**WHAT THE TASK REQUIRES:** An exact copy of every record below is needed, with the pictures left out.

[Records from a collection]
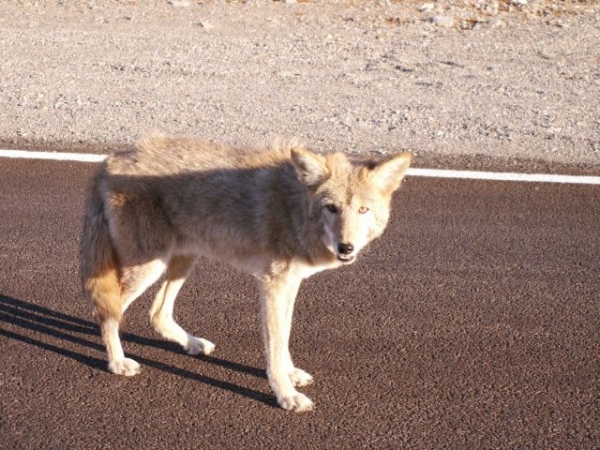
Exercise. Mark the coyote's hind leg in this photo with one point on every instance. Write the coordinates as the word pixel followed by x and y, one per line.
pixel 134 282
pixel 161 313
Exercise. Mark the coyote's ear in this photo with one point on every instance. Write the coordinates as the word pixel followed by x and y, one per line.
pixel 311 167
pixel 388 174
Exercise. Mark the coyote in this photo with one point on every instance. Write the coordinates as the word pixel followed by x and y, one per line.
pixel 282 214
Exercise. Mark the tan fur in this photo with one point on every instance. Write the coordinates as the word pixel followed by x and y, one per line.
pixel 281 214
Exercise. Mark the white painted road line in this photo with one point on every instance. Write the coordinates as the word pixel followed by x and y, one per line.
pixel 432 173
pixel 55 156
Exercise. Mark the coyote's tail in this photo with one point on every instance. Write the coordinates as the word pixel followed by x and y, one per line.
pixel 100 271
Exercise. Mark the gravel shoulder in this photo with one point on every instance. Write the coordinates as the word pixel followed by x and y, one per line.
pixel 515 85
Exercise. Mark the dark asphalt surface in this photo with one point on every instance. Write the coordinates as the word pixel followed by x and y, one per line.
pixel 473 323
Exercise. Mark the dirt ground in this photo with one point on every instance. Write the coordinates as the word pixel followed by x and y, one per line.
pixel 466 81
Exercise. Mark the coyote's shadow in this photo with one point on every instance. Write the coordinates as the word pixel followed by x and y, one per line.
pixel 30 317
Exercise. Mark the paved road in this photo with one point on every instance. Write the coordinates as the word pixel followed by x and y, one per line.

**TASK OUTPUT:**
Exercise. Mark the coyote's hind leg in this photo with one point on every instance. Write the coordinates as the word pixel followed by x and y, one per line.
pixel 134 282
pixel 161 313
Exercise. Mark the coyote's ear in this photo with one point on every instance. Write the coordinates as the word pixel followed by x and y, one per line.
pixel 311 167
pixel 388 174
Exercise. Mark the coyote in this photo with one point on every instance. Write the coordinates as the word pixel followed by x and y, one per line.
pixel 282 214
Exercise. Mark the tan fur in this photo with one point on every instance. Write the coordinates as the word pixel followed by x and y, one per line.
pixel 281 214
Exercise. Mark the white painted road line in this photo with one point on every instance. Write the coordinates as the word pixel followed by x and y, one per line.
pixel 432 173
pixel 55 156
Exercise. Mark the coyote's tail in this photo with one point on every instance. Write the coordinates as the word pixel followed by x and y, one per line.
pixel 100 271
Exercise. Mark the gravel shoulder in this photo with one point on every instance. Write the coordinates as the word pixel followed by x and y, one per line.
pixel 515 85
Exercise. Mark the dark asphalt surface in this photo with one point on every instance. Write the coordinates as the word pixel followed by x and y, one per line.
pixel 473 323
Exercise. Mark the dirt ground in this photo with one point on every instance. Write the coordinates as the word pixel followed by x and y, one per line.
pixel 466 81
Exercise. Mark the coyote's shadow in this photo with one point on every instance. Write the coordinates as the word pixel followed by x and y, one per line.
pixel 30 317
Exercise. Mark the paved road in this photo with one point on every instance. Write the coordinates as the word pixel followed by x and y, one per line.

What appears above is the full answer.